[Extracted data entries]
────────
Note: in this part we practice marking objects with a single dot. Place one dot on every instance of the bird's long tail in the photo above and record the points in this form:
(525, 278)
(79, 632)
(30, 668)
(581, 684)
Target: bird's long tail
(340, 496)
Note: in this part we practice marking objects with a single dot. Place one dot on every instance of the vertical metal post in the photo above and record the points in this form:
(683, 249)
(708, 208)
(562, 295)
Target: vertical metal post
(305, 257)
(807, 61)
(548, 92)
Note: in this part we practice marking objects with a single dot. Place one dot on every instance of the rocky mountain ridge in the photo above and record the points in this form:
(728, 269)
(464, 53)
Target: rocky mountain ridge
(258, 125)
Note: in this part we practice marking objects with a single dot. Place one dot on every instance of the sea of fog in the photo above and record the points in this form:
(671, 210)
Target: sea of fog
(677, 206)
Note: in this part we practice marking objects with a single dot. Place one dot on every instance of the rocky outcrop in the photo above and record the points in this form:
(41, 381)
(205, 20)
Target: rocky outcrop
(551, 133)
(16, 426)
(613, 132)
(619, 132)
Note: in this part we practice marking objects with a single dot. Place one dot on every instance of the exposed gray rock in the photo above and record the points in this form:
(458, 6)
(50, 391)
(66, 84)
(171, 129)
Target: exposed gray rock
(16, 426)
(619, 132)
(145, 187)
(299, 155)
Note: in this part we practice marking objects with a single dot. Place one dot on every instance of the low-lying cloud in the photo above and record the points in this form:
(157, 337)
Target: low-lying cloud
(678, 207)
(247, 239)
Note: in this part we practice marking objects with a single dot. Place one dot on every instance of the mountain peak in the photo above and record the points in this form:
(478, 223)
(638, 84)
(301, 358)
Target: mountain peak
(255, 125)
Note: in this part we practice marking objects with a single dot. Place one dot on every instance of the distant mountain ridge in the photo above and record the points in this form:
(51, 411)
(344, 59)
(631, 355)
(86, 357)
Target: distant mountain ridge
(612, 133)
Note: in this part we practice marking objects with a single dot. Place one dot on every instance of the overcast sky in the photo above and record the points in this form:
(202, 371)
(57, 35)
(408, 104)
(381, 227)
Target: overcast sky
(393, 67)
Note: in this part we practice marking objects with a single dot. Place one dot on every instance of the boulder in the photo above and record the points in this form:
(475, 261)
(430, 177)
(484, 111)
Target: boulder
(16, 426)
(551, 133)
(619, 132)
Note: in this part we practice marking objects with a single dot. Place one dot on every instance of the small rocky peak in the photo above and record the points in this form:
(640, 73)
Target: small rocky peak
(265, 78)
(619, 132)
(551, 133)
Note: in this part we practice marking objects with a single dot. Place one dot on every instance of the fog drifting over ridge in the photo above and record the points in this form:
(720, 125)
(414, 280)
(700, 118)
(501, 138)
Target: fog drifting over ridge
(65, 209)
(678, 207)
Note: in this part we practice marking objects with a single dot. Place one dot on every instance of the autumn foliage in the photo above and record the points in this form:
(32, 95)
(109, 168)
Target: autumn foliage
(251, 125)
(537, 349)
────────
Assigned task »
Transcribe every entry word for word.

Response to the task »
Note: in this part we practice marking objects with a single dot. Place one dot on every instance of the bird's long tail in the photo above and record the points in this form:
(525, 278)
(79, 632)
(30, 668)
(581, 684)
Target: bird's long tail
(340, 496)
Note: in this part we practice marking objects with a single dot. Place one dot on every instance of the vertical metal post in the photo above and record the points in this form:
(683, 249)
(708, 208)
(562, 295)
Target: vertical metal post
(305, 257)
(807, 61)
(548, 92)
Note: in this part we practice marking objects with a single dot. Place one dot on every instance of the rocky mountain ridge in the photo above and record the points in this form:
(728, 269)
(464, 53)
Target: rocky mountain ridge
(258, 125)
Note: in this part we practice marking objects with a single dot. Place one dot on every instance of the sea of fog in the photo above and record the points in this form:
(671, 210)
Target: sea of fog
(677, 206)
Note: in this part we practice marking objects with a single dot. Place one dot on every instance of the rocky outcrop in the photo above and record the points in this form:
(41, 381)
(205, 20)
Target: rocky outcrop
(551, 133)
(16, 426)
(613, 132)
(619, 132)
Note: in this part we practice marking objects with a single dot. Place one dot on every instance of the exposed gray rock in the photo above and record the points in this form:
(458, 6)
(50, 391)
(66, 84)
(171, 129)
Target: exposed gray rock
(16, 426)
(619, 132)
(145, 187)
(299, 155)
Note: in this part we practice marking objects with a single dot. Place one dot on every instance of the low-lying cloud in the photo above and record the points in this form:
(157, 337)
Target: low-lying cloud
(678, 207)
(247, 239)
Note: in this part we practice marking objects with a single dot. Place one dot on every instance of the mountain peak in the photo above and record the points in this form:
(478, 223)
(638, 84)
(301, 358)
Target: mountain peak
(255, 125)
Note: in this part we practice marking objects with a single dot. Place one dot on every instance of the distant mountain ridge in the photo above and record the points in this form:
(51, 411)
(344, 59)
(631, 355)
(86, 357)
Target: distant mountain ridge
(612, 133)
Note: in this part we practice marking objects with a single dot. Place one dot on every instance of the overcast sky in the photo above and record the points in this form:
(202, 371)
(57, 35)
(408, 104)
(381, 227)
Target: overcast sky
(393, 67)
Note: in this part we practice marking objects with a single dot. Place one dot on every instance of the boulder in the photo above and record the points in this form:
(475, 261)
(430, 177)
(484, 111)
Target: boulder
(16, 426)
(551, 133)
(619, 132)
Note: in this part we practice marking objects with a single dot. Place one dot on every instance of the small rocky peak in the photo above and record the points in this form:
(640, 73)
Target: small rocky peak
(265, 78)
(619, 132)
(551, 133)
Note: in this part we practice marking objects with a single dot. Place one dot on every instance of the fog drifting over ridge in the photo above and record the points in this form:
(720, 125)
(414, 280)
(700, 118)
(501, 138)
Target: fog drifting over ridge
(65, 209)
(678, 207)
Note: in this part we practice marking objects with a single dot. Place one dot on every instance of the autumn foliage in the photo above and record the points in this form:
(32, 95)
(109, 168)
Target: autumn foliage
(251, 125)
(537, 349)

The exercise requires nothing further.